-- Page text --
============

And I'm not talking about creationist publications, I'm talking about over 50 peer-reviewed secular science journals that have now reported 14 bio-organic materials found in dinosaur bones. They're finding blood cells, blood vessels, connective tissue, and even collagen, which has a maximum shelf life of just tens of thousands of years, with some stretching it out to 900,000 years.
Either way, with a maximum shelf life of less than 1 million years, what's collagen doing in dinosaur bones that are supposedly 65 million years old?
Many dinosaur bones are even found unfossilized in places like Madagascar, Alaska, and Montana. Even the founder of the largest dinosaur museum in the world admitted that usually, most of the original bone is still present in a dinosaur fossil. I mean, just look at how stretchy and pliable this dinosaur bone is. It sure doesn't look like a 65 million-year-old rock to me.
[McGuire] You've made your points. Nicely done. Um, I bet the seal of the deal would be nice for a creationist to find a living dinosaur somewhere in a swamp or a condo.
[Christina] Actually, I think what we've covered is even better than discovering a living dinosaur somewhere.
[McGuire] And why is that?

============

-- Tasks to perform --
a) From the dinosaur bone transcript, set down the passage starting at "Either way, with" and ending at "rock to me.", copied word for word.
b) Name every material the dinosaur bone transcript says is being found in dinosaur bones.
c) According to the dinosaur bone transcript, how many peer-reviewed secular science journals have reported bio-organic materials in dinosaur bones?

============

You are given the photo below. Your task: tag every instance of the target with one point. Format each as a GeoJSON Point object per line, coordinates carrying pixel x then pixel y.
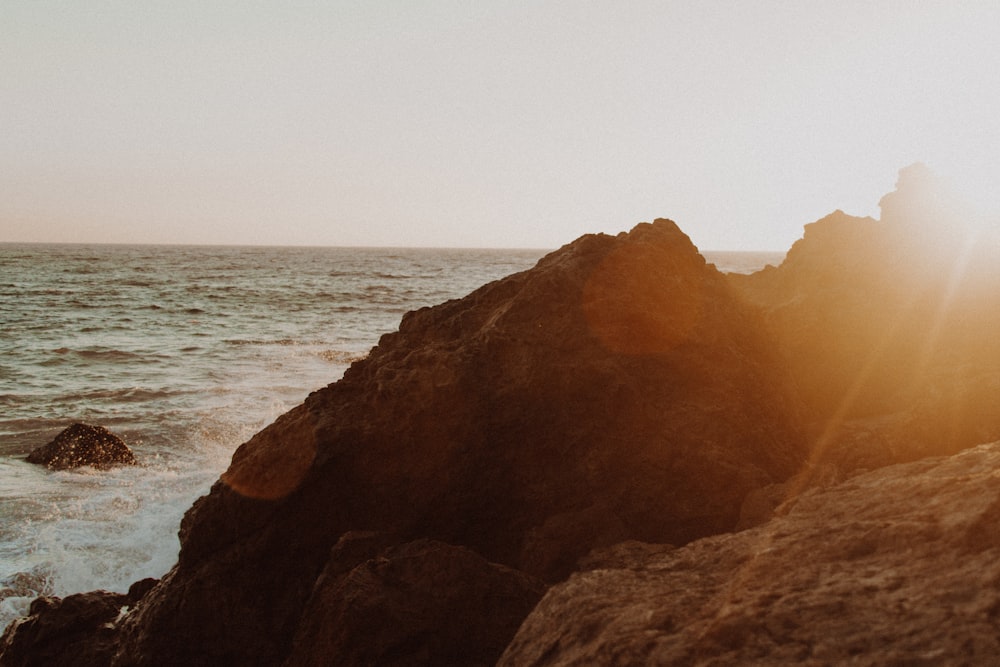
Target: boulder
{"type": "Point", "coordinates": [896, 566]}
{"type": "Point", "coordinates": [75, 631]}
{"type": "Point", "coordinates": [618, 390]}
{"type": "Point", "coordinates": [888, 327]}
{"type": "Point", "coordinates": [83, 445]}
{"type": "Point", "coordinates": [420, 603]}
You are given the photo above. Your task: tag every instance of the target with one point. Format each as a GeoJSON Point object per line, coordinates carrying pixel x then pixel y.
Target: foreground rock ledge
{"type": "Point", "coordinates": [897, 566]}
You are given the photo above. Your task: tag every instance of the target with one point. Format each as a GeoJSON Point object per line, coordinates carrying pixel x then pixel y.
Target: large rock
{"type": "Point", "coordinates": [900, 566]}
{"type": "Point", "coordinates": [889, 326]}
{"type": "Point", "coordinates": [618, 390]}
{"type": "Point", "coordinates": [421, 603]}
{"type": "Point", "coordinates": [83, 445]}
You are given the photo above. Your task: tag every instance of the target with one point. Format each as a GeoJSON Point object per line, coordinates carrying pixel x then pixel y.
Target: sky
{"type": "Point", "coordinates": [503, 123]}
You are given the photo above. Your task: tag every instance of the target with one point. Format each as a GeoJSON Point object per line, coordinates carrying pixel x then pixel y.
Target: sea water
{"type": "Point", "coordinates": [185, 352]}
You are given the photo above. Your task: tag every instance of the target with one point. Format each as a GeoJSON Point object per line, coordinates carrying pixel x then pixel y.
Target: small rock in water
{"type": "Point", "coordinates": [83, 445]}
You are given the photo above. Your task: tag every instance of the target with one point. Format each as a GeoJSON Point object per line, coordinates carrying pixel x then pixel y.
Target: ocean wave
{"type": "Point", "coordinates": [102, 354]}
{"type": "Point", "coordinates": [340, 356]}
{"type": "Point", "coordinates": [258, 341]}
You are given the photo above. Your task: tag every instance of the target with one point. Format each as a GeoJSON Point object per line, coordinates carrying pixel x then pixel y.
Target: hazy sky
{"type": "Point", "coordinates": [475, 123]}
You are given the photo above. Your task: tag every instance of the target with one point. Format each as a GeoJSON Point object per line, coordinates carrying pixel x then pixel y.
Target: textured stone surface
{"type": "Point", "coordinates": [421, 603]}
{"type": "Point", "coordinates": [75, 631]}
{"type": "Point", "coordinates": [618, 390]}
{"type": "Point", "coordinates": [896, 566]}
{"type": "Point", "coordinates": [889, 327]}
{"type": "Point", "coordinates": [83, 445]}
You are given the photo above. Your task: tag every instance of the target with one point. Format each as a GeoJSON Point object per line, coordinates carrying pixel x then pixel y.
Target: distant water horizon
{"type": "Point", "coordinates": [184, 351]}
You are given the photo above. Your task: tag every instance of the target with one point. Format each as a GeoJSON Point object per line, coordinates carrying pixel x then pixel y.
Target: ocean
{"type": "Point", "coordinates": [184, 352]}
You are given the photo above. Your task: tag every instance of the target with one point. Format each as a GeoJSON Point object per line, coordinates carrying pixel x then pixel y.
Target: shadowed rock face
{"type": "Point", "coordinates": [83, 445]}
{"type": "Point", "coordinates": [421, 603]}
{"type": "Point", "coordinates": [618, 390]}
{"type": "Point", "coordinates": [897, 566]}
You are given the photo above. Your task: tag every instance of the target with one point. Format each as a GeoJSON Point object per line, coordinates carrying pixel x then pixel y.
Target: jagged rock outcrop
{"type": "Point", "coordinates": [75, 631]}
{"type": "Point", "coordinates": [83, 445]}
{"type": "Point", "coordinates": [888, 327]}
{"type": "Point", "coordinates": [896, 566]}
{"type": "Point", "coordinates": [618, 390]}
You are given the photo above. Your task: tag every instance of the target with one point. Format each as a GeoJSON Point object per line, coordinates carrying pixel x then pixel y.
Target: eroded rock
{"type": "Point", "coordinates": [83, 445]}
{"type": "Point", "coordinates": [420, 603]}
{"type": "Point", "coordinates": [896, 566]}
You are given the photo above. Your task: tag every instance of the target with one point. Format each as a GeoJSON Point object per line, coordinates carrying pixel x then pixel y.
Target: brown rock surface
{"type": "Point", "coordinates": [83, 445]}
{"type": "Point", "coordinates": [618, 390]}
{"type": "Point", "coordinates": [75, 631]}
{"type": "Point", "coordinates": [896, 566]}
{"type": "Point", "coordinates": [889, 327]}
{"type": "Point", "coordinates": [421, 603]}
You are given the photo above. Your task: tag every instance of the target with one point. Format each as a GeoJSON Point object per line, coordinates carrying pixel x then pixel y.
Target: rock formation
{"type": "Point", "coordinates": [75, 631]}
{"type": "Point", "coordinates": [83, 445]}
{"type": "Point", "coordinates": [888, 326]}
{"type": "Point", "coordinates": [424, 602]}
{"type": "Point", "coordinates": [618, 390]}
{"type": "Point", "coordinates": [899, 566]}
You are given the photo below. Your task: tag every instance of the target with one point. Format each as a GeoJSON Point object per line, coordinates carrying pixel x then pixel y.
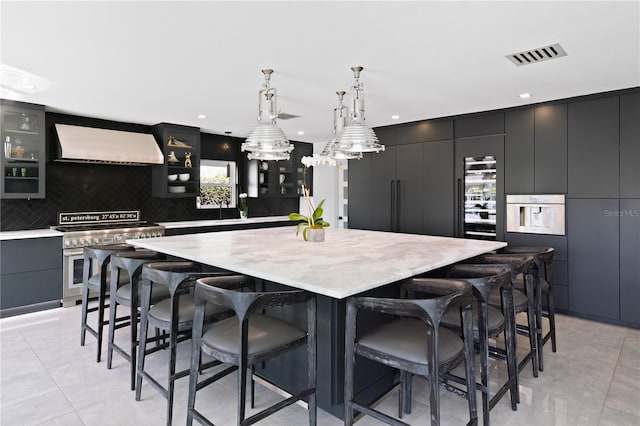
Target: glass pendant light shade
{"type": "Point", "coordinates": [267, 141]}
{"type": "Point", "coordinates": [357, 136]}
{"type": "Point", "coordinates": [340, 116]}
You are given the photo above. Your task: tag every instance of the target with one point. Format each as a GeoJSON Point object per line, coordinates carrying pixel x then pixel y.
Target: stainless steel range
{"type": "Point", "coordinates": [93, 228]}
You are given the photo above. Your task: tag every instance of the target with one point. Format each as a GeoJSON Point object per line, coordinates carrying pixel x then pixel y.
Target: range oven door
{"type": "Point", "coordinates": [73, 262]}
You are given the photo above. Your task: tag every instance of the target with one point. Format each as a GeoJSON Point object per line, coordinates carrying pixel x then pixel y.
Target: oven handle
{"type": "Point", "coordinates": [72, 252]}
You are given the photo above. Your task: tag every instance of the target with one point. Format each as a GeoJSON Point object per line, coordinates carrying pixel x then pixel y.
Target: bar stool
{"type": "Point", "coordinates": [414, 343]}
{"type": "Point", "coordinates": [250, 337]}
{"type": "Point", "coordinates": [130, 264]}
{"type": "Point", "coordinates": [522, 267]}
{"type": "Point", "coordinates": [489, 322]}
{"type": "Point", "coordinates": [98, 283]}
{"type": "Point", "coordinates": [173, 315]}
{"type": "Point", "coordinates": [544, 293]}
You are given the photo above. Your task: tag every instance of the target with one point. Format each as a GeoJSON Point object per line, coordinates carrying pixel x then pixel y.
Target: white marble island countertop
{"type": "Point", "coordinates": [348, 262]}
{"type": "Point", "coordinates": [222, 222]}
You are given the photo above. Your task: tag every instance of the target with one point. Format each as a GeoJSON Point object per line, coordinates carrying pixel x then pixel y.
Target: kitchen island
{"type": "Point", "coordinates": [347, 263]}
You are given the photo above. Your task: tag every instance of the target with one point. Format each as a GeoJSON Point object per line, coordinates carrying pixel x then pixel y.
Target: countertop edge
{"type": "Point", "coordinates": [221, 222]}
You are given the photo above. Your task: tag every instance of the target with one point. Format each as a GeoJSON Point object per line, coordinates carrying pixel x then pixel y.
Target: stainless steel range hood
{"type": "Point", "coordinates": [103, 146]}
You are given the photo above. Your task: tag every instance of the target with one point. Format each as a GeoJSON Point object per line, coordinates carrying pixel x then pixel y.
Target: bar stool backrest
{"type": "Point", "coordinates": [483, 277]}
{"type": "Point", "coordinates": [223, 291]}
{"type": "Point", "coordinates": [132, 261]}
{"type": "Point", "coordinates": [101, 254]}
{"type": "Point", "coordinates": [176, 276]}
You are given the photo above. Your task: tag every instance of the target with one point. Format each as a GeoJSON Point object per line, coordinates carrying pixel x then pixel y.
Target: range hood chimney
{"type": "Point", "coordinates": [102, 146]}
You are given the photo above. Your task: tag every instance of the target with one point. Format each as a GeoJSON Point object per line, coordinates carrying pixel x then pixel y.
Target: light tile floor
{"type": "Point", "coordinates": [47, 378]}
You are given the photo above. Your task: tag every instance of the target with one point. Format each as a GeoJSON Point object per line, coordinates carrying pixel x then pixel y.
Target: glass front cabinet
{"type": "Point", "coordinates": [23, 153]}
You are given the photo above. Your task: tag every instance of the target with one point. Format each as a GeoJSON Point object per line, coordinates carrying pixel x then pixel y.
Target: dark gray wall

============

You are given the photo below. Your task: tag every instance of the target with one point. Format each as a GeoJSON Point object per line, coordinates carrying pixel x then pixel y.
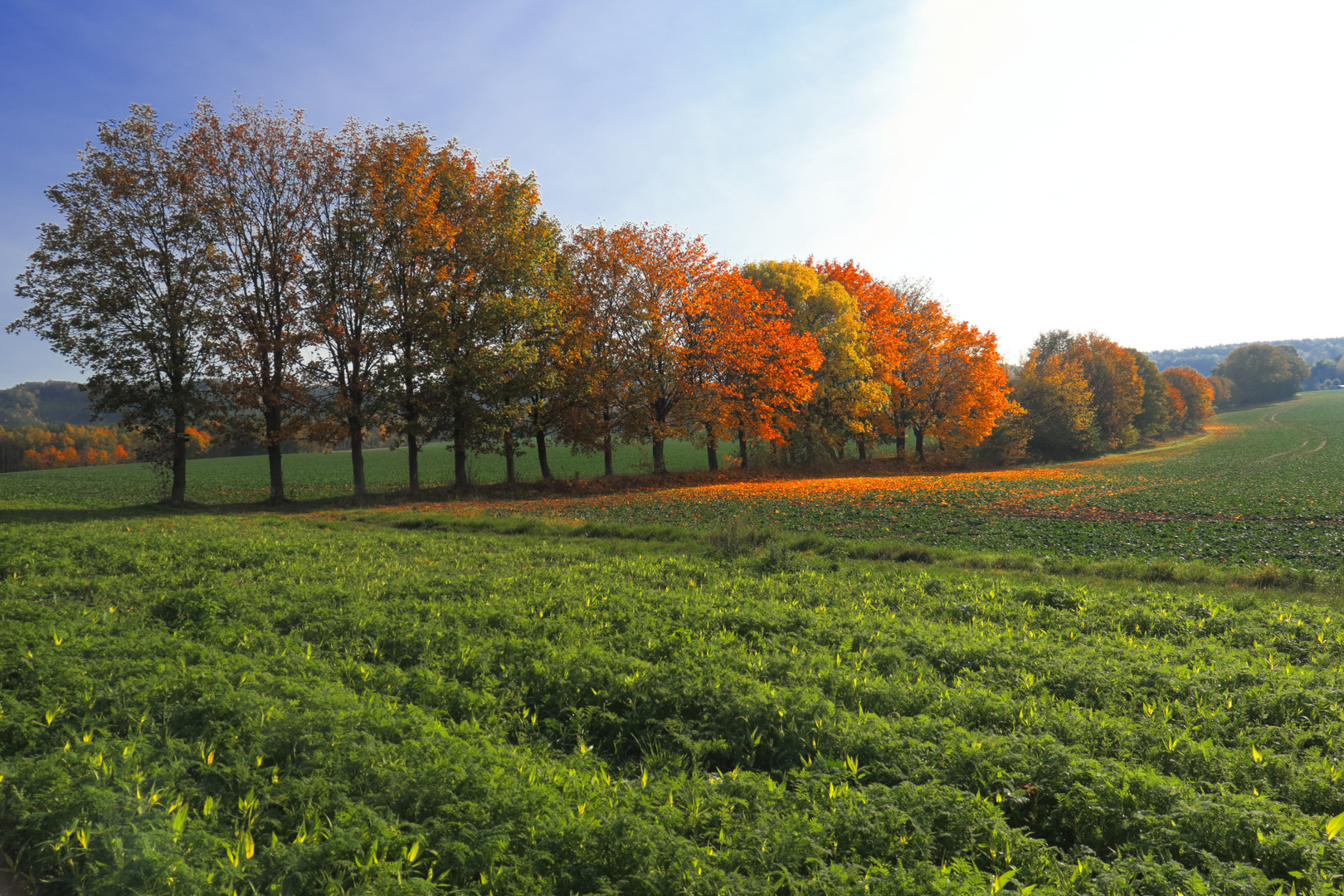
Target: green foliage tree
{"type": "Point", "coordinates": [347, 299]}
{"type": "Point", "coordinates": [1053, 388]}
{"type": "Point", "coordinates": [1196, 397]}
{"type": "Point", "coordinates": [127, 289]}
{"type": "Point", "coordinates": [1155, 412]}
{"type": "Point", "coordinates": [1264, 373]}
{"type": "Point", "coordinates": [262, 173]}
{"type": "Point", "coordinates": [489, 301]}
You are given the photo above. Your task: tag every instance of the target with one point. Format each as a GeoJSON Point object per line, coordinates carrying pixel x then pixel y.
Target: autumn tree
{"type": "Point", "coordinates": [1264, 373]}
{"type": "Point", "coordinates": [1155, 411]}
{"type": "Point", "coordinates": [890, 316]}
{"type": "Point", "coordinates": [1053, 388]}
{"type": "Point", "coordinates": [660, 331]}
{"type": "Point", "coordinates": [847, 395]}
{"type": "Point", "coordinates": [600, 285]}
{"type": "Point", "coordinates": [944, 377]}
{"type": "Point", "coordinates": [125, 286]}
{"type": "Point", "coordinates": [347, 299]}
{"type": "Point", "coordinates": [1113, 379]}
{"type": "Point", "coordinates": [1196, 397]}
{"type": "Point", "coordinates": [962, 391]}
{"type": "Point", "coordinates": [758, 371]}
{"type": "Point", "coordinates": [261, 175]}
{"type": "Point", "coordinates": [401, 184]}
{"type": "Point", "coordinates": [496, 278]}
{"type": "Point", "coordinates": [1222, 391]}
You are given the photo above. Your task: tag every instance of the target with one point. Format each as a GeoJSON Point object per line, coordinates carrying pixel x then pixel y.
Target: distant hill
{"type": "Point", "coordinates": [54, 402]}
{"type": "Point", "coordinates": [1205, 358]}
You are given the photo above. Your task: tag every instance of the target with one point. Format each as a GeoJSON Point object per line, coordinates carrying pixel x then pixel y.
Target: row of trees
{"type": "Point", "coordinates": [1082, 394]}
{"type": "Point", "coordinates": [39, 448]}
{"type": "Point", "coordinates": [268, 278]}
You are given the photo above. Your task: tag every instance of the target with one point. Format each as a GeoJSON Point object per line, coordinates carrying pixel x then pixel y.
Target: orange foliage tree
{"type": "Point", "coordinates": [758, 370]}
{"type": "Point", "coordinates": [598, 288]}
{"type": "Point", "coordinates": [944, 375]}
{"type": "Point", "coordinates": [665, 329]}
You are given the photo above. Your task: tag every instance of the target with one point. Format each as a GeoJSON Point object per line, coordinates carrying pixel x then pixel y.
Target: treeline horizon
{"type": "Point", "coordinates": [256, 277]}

============

-- Expected results --
a)
Either way, with a maximum shelf life of less than 1 million years, what's collagen doing in dinosaur bones that are supposedly 65 million years old?
Many dinosaur bones are even found unfossilized in places like Madagascar, Alaska, and Montana. Even the founder of the largest dinosaur museum in the world admitted that usually, most of the original bone is still present in a dinosaur fossil. I mean, just look at how stretchy and pliable this dinosaur bone is. It sure doesn't look like a 65 million-year-old rock to me.

b) Blood cells, blood vessels, connective tissue, collagen

c) Over 50